** start of Task data **
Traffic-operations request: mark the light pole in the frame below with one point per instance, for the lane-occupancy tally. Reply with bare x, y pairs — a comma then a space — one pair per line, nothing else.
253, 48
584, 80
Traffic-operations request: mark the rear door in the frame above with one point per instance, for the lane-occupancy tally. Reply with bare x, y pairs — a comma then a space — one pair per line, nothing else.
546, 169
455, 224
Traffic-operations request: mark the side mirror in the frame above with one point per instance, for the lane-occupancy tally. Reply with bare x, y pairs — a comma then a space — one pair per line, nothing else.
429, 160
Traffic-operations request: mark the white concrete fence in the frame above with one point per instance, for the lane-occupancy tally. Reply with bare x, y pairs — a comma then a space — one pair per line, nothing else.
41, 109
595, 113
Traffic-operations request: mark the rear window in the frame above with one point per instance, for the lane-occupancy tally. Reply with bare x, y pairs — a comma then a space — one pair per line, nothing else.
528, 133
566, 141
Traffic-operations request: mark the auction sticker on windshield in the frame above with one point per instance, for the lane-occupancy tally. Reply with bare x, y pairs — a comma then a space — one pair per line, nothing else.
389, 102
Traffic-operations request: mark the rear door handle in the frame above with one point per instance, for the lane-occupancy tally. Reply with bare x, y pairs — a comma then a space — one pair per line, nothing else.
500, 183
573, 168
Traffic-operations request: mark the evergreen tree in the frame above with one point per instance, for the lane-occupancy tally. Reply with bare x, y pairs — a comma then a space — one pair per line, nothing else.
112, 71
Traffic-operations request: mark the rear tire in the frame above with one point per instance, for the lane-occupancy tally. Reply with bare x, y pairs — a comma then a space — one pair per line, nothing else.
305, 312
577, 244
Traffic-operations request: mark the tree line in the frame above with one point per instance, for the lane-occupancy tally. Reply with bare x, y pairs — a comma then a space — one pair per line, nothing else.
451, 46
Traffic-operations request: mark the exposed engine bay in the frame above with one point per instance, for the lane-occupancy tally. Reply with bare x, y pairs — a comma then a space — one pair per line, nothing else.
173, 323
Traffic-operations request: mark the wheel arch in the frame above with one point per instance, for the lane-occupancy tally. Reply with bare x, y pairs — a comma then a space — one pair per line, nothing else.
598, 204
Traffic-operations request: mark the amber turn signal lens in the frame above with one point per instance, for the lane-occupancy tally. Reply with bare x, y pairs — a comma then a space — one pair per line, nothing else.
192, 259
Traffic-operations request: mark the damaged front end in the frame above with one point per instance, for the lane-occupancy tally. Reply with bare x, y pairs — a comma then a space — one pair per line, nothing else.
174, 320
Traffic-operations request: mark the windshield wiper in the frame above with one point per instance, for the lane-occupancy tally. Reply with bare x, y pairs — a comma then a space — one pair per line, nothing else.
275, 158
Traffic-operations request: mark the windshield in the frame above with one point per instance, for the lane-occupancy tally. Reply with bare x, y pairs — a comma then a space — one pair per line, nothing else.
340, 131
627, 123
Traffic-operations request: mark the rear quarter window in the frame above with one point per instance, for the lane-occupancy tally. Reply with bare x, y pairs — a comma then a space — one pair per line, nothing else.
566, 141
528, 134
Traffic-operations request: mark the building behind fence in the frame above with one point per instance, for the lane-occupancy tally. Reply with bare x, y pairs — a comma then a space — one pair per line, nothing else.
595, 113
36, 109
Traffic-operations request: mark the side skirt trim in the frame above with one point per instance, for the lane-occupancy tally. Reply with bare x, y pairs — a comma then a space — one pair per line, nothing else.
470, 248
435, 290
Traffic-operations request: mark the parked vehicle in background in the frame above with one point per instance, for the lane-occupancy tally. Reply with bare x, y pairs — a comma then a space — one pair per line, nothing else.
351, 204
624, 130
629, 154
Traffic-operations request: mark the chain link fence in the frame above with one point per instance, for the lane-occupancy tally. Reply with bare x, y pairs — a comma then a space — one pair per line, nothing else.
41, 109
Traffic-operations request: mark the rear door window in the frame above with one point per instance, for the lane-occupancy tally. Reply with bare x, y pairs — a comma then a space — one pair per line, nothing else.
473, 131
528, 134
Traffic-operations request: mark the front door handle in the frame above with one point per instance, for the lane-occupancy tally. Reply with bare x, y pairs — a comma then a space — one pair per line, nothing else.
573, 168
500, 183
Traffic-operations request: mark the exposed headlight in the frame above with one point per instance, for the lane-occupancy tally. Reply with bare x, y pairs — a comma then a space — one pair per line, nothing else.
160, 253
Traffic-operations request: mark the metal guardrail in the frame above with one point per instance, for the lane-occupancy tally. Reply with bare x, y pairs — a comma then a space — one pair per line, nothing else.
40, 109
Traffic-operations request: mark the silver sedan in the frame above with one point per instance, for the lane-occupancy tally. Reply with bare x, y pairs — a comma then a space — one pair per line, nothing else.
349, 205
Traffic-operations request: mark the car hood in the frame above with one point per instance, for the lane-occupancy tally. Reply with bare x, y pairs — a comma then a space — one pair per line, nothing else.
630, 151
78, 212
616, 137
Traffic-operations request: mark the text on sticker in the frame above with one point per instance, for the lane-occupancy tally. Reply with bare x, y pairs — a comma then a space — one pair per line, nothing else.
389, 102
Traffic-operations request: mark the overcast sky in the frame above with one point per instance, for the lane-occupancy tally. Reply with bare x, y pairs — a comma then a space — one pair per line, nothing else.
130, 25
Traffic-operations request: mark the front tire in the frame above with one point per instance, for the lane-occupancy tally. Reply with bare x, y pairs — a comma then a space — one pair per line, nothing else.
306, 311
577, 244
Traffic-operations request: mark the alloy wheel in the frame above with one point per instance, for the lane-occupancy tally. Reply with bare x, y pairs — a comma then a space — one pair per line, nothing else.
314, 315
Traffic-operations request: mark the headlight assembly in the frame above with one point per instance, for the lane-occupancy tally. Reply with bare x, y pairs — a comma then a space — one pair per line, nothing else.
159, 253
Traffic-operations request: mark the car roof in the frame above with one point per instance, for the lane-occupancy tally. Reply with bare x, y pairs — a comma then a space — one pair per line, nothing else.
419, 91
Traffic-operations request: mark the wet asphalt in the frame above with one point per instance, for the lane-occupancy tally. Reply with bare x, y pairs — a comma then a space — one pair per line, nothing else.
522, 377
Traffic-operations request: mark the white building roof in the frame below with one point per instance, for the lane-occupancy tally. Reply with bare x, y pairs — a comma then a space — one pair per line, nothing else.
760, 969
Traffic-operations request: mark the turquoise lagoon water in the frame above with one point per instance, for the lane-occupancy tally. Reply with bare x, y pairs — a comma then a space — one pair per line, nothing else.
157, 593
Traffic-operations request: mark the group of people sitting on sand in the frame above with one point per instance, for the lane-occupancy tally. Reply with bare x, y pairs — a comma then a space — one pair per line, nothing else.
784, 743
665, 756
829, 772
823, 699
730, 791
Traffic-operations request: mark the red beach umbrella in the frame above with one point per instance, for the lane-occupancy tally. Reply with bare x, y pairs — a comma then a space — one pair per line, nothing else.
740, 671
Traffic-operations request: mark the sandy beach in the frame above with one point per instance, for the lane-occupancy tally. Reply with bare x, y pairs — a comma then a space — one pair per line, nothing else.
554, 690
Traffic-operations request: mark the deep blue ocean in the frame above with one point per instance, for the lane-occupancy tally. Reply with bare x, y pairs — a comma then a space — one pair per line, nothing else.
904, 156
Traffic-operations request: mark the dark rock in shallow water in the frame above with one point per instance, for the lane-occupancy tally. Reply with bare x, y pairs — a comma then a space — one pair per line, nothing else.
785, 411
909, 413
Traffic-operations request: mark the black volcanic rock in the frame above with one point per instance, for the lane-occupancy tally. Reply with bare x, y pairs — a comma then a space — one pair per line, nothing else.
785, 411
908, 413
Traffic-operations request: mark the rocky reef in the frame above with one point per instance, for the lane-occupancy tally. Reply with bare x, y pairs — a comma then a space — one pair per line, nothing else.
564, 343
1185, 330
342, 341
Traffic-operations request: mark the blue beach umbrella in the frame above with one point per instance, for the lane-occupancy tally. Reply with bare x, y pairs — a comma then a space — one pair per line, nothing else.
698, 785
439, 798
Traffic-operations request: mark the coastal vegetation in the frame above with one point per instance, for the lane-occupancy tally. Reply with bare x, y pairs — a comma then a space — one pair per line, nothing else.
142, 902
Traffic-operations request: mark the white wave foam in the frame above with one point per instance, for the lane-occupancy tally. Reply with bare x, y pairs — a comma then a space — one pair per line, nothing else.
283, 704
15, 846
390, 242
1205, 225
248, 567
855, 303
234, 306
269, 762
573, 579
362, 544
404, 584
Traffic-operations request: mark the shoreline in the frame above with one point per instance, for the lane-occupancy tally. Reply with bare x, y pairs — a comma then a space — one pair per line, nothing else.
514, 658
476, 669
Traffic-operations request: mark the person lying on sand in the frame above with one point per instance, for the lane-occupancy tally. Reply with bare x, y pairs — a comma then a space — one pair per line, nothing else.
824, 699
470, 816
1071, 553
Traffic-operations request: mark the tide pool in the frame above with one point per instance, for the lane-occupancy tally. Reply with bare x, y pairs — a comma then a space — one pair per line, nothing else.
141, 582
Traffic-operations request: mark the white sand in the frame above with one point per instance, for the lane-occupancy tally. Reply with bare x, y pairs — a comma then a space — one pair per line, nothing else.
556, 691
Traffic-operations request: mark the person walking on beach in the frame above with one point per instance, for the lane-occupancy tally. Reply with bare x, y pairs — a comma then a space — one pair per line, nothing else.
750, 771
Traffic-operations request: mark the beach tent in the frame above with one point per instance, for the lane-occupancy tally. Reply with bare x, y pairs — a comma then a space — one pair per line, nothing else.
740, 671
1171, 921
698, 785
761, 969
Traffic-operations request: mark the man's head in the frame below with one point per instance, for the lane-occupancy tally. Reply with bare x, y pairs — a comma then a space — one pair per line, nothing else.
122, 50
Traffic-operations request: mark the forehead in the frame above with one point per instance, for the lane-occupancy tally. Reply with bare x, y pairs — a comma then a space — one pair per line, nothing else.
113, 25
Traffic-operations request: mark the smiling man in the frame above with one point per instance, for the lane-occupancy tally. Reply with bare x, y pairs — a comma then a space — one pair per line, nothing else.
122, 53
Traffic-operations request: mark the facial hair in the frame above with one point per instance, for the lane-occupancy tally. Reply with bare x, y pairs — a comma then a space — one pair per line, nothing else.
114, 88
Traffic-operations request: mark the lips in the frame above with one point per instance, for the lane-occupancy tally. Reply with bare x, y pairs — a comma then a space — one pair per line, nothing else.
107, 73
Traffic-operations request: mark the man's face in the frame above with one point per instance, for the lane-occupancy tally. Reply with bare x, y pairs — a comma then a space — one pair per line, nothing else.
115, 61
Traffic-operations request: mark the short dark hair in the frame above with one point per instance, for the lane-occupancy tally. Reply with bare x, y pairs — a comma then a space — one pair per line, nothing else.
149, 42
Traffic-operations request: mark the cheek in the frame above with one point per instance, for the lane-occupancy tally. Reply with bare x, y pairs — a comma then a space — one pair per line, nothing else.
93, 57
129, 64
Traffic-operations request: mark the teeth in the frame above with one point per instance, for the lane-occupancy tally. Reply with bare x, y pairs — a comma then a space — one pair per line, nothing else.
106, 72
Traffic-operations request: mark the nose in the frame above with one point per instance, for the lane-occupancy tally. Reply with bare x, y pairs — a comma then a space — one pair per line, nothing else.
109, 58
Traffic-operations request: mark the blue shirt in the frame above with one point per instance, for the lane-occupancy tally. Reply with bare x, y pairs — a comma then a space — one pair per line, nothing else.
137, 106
** end of Task data **
▸ What the exercise asks
Quote the lines from the one containing "Traffic-operations request: mark the cheek" through the last line, both ends included, with each line copied word for word.

▸ Complete answer
Traffic-operations request: mark the cheek in the frame above with one point per instance, for the lane-occupancy tally. Reply with bare x, y pairs — a comma then a space — one pair per line, nothing else.
93, 57
129, 64
Traffic-operations request: mark the teeth in the frame above with one point per instance, for the lane-occupancy tally. Reply with bare x, y pairs — a comma then a space — one pair per line, nothing else.
106, 72
Traffic-operations request: mark the nose in the frame above with one point per instance, for the lane-occupancy tally. Reply with bare x, y pairs — a comma then a space — one pair per line, nothing else.
109, 58
Traffic-operations request: mark the blue shirt in the frame above with one point per instance, for the lane-occupancy tally. Reply with bare x, y pairs — a comma then a space — one pair per line, nothing else.
137, 106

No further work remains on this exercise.